<<<<
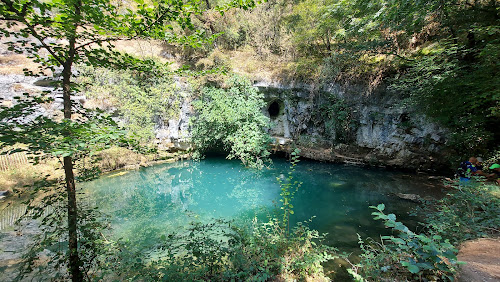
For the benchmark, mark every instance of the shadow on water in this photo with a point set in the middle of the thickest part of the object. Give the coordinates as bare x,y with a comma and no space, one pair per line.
163,198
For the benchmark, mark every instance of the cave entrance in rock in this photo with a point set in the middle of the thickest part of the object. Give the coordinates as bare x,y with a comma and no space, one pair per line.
274,109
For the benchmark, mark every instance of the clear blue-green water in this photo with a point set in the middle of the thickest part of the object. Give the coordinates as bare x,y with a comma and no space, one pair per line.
166,197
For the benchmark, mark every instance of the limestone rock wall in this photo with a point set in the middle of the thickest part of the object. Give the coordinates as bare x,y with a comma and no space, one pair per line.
386,133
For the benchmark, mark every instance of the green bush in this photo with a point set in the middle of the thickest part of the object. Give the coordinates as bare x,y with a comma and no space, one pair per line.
232,119
468,212
408,255
135,98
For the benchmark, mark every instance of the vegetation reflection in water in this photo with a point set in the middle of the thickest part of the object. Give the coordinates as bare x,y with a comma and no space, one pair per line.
165,197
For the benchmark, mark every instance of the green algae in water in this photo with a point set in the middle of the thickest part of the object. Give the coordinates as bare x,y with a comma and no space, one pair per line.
164,198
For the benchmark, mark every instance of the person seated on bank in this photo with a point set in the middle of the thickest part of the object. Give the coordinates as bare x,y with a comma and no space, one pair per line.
468,168
496,173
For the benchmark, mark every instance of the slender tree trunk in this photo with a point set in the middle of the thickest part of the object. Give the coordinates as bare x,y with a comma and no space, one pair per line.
74,260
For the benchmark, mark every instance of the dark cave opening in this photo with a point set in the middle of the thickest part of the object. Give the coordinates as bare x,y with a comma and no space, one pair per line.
274,109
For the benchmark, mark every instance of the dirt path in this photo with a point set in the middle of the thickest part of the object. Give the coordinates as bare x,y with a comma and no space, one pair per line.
483,260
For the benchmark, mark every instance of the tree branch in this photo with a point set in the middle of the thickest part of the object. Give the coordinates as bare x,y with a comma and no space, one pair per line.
21,18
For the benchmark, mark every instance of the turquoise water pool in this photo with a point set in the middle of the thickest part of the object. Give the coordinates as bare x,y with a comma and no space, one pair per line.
166,197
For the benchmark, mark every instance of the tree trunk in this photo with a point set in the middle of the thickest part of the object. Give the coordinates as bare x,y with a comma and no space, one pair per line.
74,259
74,262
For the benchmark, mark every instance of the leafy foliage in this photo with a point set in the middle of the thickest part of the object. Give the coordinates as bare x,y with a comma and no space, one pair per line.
288,190
140,99
231,119
412,255
340,122
468,212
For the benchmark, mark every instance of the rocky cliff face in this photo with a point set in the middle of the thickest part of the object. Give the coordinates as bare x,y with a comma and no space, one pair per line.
381,132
>>>>
WHAT YOU WILL DO:
Output all of the items above verbatim, omitting the pictures.

FULL SOLUTION:
For the benchmark, mark every instance of the shadow on water in this photo with a point set in the middle of the thickest part of the object. Give the coordinates as bare x,y with a comma and no space, one pair per line.
163,198
For the benchmark, mark every instance of the cave entrance in rock in this photo with a point set in the middle of the thickest part of the object. Give the coordinates as bare x,y with a comma and no space, one pair per line.
274,109
For the benchmark, mark every instance of the clear blue-green water in this photo with a point set in the middle of the thickest part of the object. Give the coordinates as bare x,y with a comma and no space, one pair per line.
166,197
For the benchmark, mark every instance of the limestone rock wall in this photo with a point set in the middle of the thickest part of the object. Give the coordinates as bare x,y with a comma and no space, one pair per line.
386,133
For the benchmark, mark every instance of the green bush in this photo with a point set in the middle of the thickest part of the object. Give the coordinates as bare x,y with a comma and no space, one pair per line.
232,119
468,212
408,255
135,98
For the benchmark, mark every instance of the vegetation reflection in water in this photo with a point set in the middle of the thickest part of the object. Give the coordinates as bare x,y with a comma and no space, one pair per line.
165,197
For the benchmark, mark every instance of the green algae in water in this photo with a point set in the middle of the thickest part of the object. Give the coordinates as bare x,y with a comma and no space, one pair per line.
164,198
For the benchmark, mark every instance of the person seated on bank in this photo with a point set in the middle of the thickest part of the object. Give the coordinates as bare x,y with a comma and no space, one pair per line.
468,168
496,173
For the benchmark, mark every instance of the slender tree trunk in this photo with a point set in the middle of the thickest part of the object. Give the coordinates as bare x,y with a comma and no space, one pair per line.
74,260
For the benchmark, mark every instance of the dark cave opening in this photo with a point set in the middle of the thickest part of the object. Give the coordinates as bare x,y with a comma and no space, one pair per line.
274,109
For the benchmark, mark every instance of the dirt path in this photo with a point set in the middle of the thickest part of the object. Give the coordinates as bare x,y with a comma and no space, one pair per line.
483,260
For the benchmark, mark every instance of the tree branch in this photo with a point set in the middle of the thickest part of the object. Give the coordinates as bare x,y with a comma and no space, one pair per line.
21,18
For the benchmark, mark every instance of the turquoise water pool in this photo with a point set in the middle of the thickest part of the object. Give the coordinates as bare x,y with a comma and no space, one pair per line.
166,197
For the benchmark, mark every instance of the tree trunk in this photo with a point set in the middle of the thickest part of the object. Give the coordinates as bare x,y with a comma and no space, one pair per line.
74,259
74,262
For the benchmark, mark every instance of the leafy foliage in this photo with a point set in the middle of the thickest part of the object. Give the coordinates as bare x,y with a comma and no space, one pair per line.
288,190
140,99
231,119
412,255
340,122
468,212
For the benchmark, mark every instance of the rocky cliff face in this photo with a point set in the middle of the thickest part of the object. Give the coordinates as bare x,y with a comma and no space, one pair per line.
381,132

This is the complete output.